Task brief ▸ Please summarize the IRA FAQ below in three sentences.

Text provided ▸
Frequently Asked Questions

What's a prohibited transaction?

A prohibited transaction is any transaction that is forbidden by the IRS. These transactions include:

  • Activities that could personally benefit the IRA account holder or other disqualified persons, such as buying or selling assets between the IRA and disqualified persons
  • Using the IRA to provide personal loans
  • Using an IRA-owned property for personal purposes.

Prohibited transactions can result in severe tax consequences, including IRA disqualification. 

What is the five-year rule for self-directed IRAs?

The five-year rule determines when distributions of earnings from a Roth SDIRA become tax-free. It states that at least five years must have passed since the first contribution was made to the Roth SDIRA, and the distribution must also meet one of the following criteria:

  • The individual is age 59½ or older.
  • The distribution is due to disability.
  • The distribution is made to a beneficiary after the account owner's death.
  • The distribution is for a qualified first-time homebuyer expense (maximum $10,000 of earnings).

Adhering to the five-year rule allows individuals to enjoy tax-free withdrawals of the earnings generated by their Roth SDIRA. 

What is the difference between UBIT and UDFI?

Unrelated Business Income Tax (UBIT) applies to income generated by an IRA from an active trade or business that is unrelated to the IRA's primary purpose of providing retirement income.

For instance, if your IRA owns 100% of a successful pizza parlor, then it may take in a generous revenue stream each month. This income is considered trade or business income, rendered taxable by the Internal Revenue Code. Otherwise, the store would be able to price its pizzas at a much lower rate, creating an anti-competitive environment.

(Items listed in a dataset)
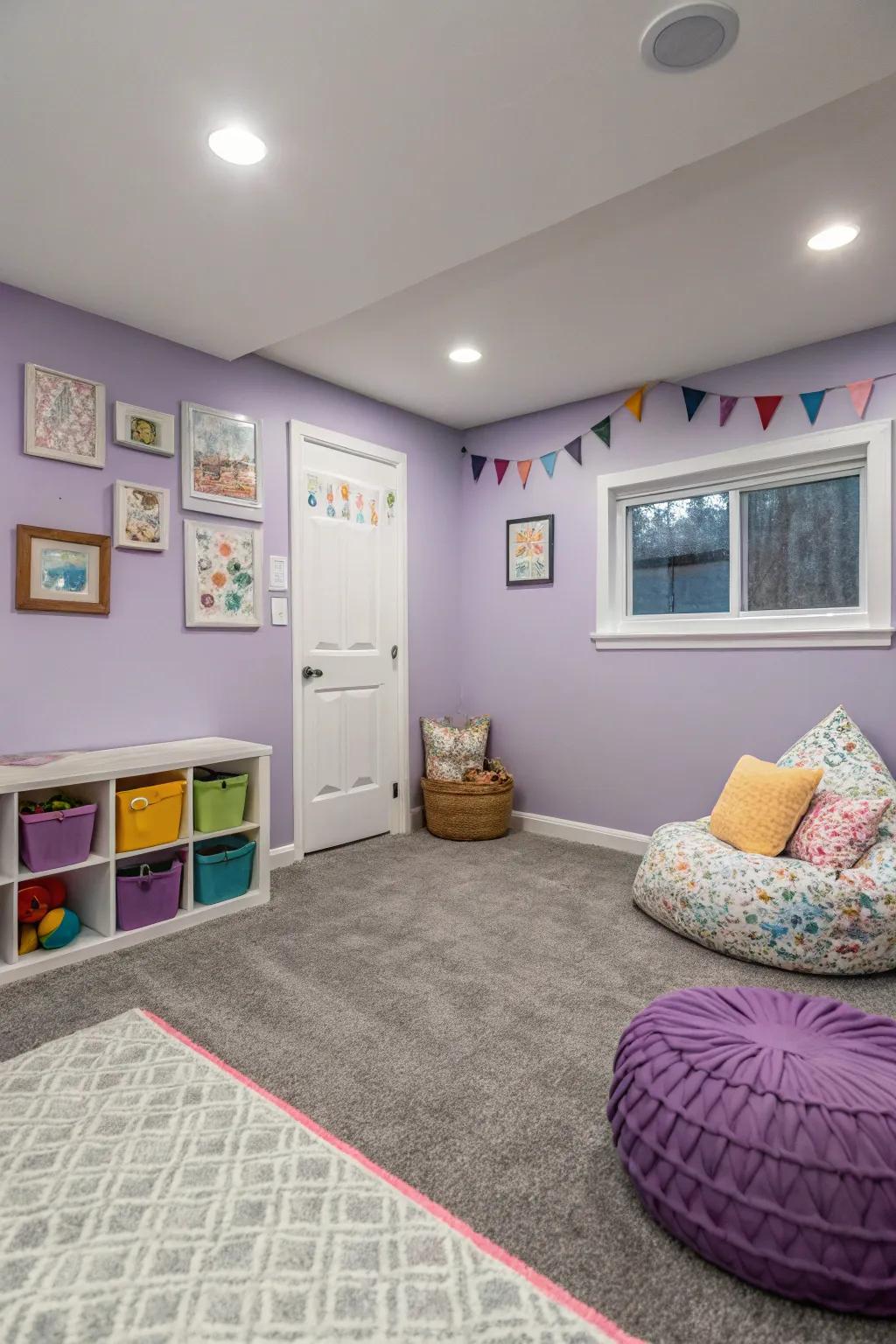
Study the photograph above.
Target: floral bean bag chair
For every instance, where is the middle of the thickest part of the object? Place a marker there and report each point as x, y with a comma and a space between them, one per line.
782, 912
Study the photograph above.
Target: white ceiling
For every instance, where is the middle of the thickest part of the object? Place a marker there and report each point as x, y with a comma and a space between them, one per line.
499, 171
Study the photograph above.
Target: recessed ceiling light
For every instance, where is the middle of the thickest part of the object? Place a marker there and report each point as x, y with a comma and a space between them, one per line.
236, 145
690, 37
836, 235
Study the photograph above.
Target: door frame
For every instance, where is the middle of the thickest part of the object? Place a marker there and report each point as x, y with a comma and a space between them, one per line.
298, 433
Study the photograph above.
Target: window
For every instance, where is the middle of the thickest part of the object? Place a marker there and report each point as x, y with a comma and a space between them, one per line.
785, 543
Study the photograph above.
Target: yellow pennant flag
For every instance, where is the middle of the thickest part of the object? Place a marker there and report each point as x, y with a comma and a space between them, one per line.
635, 402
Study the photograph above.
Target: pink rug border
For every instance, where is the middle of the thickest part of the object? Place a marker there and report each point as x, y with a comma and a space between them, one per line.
544, 1285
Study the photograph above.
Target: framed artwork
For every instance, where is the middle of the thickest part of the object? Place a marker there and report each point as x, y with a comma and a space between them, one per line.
148, 431
141, 516
62, 571
220, 463
223, 576
65, 416
529, 550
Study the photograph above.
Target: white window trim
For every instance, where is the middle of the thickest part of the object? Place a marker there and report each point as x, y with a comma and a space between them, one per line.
864, 446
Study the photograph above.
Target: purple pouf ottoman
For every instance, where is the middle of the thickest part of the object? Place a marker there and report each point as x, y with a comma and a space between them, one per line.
760, 1128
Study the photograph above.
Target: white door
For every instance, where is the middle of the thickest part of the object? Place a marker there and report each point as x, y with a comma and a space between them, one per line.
348, 647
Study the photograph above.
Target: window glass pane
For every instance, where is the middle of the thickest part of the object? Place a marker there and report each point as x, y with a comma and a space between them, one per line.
802, 546
680, 556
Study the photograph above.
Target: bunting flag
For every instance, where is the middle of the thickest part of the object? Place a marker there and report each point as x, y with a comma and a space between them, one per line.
602, 430
766, 406
693, 398
858, 391
634, 403
812, 401
860, 394
725, 406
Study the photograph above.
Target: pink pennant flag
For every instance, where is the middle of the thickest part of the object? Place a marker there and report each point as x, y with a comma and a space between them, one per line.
860, 394
725, 406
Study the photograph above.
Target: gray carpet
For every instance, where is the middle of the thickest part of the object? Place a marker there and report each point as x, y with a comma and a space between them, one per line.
453, 1012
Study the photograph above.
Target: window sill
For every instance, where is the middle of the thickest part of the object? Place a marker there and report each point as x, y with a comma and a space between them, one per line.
785, 637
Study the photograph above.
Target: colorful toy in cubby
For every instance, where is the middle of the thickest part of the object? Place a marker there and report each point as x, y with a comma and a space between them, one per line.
43, 920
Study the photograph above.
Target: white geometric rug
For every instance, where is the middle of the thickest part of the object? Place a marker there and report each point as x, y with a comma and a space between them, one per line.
150, 1194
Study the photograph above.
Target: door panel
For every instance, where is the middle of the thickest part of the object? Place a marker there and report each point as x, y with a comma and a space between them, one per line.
349, 584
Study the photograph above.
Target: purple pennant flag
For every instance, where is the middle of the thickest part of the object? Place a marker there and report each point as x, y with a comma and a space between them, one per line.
725, 406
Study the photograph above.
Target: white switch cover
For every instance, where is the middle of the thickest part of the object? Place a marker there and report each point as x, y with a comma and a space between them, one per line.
278, 574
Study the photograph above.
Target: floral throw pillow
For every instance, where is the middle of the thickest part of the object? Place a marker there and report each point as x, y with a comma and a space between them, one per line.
836, 831
853, 769
451, 752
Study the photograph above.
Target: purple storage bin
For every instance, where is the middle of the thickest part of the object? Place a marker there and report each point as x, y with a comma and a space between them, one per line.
150, 895
57, 839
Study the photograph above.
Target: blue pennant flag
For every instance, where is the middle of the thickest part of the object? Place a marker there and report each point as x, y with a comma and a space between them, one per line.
693, 396
574, 449
812, 401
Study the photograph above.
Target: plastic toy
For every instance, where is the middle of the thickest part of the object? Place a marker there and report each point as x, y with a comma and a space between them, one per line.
58, 928
27, 940
37, 898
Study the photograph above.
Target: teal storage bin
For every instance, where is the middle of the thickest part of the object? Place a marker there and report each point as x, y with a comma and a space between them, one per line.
223, 869
220, 800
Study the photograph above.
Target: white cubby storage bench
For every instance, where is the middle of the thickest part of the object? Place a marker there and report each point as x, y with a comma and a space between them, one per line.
90, 886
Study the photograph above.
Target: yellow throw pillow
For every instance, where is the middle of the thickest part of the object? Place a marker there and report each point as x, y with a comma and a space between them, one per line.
762, 805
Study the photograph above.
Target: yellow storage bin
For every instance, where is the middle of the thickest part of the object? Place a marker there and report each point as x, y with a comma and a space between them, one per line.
150, 815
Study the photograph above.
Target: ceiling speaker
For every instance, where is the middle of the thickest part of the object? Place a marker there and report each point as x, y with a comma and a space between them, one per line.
690, 37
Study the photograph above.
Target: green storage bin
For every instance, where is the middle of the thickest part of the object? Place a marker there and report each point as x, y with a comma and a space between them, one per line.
220, 800
223, 869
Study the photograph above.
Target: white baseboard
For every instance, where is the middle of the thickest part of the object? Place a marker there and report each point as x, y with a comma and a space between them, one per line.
580, 832
283, 857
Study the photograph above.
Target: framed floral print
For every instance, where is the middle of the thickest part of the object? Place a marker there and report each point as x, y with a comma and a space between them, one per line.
220, 463
62, 571
65, 416
148, 431
223, 576
529, 550
141, 515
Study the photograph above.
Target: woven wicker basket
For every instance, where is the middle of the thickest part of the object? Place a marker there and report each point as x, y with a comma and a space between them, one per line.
468, 810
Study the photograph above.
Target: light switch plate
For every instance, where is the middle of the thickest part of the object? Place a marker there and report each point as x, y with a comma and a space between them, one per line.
278, 574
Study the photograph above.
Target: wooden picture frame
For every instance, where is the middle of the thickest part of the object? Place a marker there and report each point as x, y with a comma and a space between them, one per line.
535, 567
65, 416
220, 463
77, 564
144, 430
141, 516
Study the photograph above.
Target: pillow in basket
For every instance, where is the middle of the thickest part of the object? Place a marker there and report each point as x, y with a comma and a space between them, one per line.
451, 752
836, 831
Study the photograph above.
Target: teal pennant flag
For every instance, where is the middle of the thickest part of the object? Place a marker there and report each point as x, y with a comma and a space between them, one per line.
812, 401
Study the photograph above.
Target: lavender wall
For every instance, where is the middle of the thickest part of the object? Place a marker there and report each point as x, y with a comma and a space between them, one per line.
138, 675
626, 738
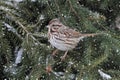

Task output ▸ Prohibited transactions are those forbidden by the IRS, such as deals that personally benefit the account holder or other disqualified persons, personal loans from the IRA, or personal use of IRA-owned property, and they can bring severe tax consequences, including IRA disqualification. Under the five-year rule, earnings distributed from a Roth SDIRA are tax-free only if at least five years have passed since the first contribution and the distribution meets one of several criteria, such as the owner being 59½ or older, disability, payment to a beneficiary after death, or a qualified first-time homebuyer expense of up to $10,000 in earnings. Unrelated Business Income Tax (UBIT) applies to income an IRA earns from an active trade or business unrelated to its main purpose of providing retirement income, like revenue from a pizza parlor the IRA fully owns.